What to work on → Reproduce the records between the lines holding "pollen the system should track." and "[231,85,283,146]", inclusive, changing "background foliage" to "foliage backdrop" and leaving everything else as is.

# # # #

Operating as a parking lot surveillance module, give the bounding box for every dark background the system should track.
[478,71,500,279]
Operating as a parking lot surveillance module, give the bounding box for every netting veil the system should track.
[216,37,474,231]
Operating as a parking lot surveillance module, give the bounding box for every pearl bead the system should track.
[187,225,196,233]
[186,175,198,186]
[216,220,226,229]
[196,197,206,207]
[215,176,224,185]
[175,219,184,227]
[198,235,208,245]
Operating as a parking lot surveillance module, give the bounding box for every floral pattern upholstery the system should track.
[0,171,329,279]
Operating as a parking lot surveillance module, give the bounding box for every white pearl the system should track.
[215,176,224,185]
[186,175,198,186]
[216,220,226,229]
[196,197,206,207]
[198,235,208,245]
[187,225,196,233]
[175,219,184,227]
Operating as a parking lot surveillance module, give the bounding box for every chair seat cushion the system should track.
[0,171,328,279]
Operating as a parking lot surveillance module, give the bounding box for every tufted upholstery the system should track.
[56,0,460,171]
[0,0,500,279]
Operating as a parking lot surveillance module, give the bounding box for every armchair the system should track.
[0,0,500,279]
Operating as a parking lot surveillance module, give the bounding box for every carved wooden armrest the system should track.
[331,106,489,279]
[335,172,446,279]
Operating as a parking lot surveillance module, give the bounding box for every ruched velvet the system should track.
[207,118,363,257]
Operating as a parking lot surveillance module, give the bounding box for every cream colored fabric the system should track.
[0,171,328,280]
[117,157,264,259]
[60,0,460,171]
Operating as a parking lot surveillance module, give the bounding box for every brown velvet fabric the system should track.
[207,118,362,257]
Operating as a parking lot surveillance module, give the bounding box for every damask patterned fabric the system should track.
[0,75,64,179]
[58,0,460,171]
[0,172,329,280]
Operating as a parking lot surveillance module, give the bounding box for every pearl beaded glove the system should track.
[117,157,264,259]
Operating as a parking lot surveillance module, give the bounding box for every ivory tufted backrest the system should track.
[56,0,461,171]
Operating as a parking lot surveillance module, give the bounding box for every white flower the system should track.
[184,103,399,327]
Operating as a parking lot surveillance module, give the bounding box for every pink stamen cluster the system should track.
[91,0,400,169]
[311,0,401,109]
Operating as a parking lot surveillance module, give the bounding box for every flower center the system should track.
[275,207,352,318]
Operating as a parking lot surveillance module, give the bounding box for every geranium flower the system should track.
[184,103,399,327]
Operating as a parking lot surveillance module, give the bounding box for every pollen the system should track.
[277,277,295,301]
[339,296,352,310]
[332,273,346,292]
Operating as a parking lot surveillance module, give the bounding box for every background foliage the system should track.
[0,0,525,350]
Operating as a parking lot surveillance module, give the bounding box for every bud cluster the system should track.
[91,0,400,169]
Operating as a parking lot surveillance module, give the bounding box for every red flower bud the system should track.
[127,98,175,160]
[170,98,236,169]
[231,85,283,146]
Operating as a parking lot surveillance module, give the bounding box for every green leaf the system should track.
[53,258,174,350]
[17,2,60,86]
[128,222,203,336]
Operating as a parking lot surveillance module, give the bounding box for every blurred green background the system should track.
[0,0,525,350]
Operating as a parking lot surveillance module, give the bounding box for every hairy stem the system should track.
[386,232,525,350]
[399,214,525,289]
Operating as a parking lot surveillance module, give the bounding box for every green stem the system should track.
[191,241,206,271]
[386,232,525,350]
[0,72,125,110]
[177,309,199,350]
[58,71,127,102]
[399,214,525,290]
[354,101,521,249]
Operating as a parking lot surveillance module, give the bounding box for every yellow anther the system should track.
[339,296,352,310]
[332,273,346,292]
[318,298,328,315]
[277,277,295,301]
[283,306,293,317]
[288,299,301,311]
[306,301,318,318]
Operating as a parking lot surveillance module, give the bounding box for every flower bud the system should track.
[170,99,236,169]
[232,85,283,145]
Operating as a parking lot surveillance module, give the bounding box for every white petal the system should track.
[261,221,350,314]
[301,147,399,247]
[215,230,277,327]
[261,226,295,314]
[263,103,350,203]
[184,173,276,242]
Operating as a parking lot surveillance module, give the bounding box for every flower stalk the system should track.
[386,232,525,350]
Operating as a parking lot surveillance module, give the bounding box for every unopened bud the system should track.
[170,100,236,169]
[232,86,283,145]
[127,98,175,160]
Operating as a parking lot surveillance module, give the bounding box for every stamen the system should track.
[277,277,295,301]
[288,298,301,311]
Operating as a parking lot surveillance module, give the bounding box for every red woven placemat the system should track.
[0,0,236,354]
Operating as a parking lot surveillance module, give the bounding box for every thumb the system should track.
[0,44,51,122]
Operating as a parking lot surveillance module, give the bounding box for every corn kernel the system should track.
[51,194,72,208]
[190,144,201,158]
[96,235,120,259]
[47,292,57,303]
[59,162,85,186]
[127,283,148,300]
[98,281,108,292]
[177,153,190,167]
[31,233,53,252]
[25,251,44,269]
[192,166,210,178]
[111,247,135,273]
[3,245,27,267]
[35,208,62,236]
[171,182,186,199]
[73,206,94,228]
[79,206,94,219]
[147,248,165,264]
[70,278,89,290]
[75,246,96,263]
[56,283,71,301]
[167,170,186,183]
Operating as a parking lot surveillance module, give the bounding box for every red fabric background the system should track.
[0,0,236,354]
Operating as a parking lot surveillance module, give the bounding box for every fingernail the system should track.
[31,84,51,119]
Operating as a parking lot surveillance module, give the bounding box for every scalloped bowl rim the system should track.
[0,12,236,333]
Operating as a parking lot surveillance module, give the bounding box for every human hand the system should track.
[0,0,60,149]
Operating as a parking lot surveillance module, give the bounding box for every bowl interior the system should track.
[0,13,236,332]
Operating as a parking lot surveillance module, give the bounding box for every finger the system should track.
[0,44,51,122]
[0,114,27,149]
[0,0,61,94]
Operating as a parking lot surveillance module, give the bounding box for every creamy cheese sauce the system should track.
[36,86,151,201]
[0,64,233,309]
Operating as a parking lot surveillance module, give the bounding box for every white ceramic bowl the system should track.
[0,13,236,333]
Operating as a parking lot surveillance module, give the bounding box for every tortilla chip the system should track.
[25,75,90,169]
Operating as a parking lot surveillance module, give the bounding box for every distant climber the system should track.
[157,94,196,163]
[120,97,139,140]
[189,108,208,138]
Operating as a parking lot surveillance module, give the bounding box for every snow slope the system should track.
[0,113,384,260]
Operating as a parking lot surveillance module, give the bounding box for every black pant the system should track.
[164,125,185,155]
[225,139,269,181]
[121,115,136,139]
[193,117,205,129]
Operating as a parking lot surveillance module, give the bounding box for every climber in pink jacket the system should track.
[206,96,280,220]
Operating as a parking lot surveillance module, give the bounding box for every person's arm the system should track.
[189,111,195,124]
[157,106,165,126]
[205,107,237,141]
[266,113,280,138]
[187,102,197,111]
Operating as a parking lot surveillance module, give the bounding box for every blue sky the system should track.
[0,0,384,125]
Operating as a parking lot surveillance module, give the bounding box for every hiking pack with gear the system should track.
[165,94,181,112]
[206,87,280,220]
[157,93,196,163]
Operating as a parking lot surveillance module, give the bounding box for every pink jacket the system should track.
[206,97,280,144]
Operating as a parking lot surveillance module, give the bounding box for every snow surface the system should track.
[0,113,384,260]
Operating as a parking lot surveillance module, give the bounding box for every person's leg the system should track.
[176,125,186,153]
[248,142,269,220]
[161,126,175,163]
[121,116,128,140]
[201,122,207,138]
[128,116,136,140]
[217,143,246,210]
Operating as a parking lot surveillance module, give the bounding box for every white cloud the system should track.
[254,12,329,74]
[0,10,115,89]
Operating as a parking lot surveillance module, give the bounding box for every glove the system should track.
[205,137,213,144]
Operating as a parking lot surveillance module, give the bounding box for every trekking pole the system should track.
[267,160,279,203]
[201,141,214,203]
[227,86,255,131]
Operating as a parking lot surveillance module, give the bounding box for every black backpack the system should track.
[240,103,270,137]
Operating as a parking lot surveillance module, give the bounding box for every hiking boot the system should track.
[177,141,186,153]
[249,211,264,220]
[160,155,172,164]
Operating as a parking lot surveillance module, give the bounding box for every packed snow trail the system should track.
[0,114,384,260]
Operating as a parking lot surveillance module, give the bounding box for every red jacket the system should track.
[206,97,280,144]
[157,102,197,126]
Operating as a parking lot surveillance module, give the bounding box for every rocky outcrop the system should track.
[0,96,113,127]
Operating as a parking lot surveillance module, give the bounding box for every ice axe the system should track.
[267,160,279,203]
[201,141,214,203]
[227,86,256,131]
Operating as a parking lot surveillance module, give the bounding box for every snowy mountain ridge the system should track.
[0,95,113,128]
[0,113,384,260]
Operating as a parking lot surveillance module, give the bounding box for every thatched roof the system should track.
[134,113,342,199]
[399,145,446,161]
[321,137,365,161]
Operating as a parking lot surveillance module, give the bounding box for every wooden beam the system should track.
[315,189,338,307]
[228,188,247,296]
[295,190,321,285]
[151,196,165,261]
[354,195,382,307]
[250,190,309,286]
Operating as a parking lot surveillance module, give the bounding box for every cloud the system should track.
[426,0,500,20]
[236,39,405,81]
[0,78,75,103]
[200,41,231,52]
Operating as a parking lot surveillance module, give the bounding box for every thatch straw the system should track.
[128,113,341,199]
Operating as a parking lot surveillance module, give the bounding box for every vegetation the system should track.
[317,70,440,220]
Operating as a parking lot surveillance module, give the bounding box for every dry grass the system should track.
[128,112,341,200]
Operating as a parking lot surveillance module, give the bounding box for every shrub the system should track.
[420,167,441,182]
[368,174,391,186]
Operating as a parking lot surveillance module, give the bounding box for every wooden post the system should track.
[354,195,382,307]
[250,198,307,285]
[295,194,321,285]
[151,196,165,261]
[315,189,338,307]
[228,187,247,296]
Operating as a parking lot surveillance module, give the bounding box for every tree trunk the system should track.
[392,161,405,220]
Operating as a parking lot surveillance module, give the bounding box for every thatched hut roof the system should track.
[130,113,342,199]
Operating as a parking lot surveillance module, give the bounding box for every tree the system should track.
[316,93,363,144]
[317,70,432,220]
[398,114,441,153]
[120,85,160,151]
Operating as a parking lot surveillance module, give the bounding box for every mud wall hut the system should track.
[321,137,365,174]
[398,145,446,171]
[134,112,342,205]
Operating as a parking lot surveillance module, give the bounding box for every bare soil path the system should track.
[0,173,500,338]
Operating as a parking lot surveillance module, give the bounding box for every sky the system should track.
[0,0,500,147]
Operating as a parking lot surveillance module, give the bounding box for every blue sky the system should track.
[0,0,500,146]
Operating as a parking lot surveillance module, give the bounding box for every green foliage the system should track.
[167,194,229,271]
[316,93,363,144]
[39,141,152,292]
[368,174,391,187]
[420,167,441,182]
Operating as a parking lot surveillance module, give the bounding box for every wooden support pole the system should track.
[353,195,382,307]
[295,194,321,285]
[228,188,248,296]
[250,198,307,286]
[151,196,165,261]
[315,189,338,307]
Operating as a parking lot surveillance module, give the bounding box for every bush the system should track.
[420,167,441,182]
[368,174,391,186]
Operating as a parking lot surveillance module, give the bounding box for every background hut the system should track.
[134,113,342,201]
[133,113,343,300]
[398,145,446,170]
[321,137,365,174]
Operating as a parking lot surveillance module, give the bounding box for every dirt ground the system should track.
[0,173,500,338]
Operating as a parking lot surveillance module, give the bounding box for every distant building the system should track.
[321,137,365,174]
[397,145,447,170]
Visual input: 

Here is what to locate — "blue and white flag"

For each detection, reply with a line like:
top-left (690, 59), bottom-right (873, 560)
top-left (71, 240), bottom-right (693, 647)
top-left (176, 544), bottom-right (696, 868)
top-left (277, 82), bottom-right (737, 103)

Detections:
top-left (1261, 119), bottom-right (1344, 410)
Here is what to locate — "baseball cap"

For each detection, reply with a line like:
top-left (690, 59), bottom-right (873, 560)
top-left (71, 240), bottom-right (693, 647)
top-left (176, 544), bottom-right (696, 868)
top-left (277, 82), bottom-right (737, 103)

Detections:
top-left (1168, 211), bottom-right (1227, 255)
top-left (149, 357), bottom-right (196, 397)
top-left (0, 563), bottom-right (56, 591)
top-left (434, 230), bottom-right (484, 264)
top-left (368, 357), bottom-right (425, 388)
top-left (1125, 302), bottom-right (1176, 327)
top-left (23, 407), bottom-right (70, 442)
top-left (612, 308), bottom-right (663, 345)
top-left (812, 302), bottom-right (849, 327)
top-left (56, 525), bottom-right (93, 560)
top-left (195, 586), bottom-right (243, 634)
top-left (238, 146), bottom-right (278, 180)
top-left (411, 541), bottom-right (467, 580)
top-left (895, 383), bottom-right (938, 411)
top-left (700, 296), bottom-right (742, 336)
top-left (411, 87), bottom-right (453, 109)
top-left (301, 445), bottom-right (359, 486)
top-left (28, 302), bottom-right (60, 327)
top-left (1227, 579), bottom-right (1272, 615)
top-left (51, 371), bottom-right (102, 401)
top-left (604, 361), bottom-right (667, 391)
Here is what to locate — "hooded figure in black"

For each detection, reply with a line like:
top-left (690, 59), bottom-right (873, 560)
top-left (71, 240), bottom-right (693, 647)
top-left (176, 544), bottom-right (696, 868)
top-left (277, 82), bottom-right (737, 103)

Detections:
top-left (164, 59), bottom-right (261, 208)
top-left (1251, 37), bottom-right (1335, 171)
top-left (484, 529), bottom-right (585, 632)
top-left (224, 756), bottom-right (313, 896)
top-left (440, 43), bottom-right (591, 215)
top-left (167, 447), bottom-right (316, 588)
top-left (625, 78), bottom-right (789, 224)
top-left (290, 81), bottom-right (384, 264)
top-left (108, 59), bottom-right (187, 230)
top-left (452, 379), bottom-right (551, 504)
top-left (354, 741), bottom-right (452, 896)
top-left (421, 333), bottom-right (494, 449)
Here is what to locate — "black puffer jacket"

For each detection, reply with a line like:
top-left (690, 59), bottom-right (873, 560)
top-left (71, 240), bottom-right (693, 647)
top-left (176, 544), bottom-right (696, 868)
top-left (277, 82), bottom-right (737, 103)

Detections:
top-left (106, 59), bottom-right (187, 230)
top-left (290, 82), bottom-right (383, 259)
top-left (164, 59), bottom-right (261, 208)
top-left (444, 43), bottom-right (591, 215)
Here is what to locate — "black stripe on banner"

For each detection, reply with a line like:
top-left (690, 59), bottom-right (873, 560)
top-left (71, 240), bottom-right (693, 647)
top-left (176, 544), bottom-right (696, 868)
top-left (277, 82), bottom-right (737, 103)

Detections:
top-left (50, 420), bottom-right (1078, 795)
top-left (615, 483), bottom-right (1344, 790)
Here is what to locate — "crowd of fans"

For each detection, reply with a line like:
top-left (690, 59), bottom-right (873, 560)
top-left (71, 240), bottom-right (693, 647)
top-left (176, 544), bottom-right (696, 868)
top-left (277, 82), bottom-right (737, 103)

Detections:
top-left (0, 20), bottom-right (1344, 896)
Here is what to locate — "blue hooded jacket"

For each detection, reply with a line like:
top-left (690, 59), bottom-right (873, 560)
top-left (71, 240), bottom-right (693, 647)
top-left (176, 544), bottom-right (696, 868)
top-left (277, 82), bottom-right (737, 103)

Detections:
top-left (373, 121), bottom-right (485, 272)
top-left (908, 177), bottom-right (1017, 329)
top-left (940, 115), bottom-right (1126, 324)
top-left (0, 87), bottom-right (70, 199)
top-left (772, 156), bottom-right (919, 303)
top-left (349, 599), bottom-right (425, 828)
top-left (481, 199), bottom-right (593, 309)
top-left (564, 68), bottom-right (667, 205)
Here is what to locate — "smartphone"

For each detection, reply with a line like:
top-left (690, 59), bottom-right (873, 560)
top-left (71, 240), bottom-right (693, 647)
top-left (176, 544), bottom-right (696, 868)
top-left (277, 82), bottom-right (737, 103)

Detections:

# # # #

Result below →
Operating as a parking lot surveillance module, give the bounding box for every pollen the system should track.
[277,277,295,301]
[339,296,352,310]
[332,273,346,292]
Operating as a parking lot surveillance module, give the bounding box for every foliage backdrop the system should track.
[0,0,525,350]
Operating as a parking lot surveillance module, give the bounding box for every bud cluster the system should track.
[91,0,400,169]
Operating as a parking lot surveillance module, give the bounding box for every red flower bud the system should track.
[127,98,175,160]
[170,98,236,169]
[231,85,283,146]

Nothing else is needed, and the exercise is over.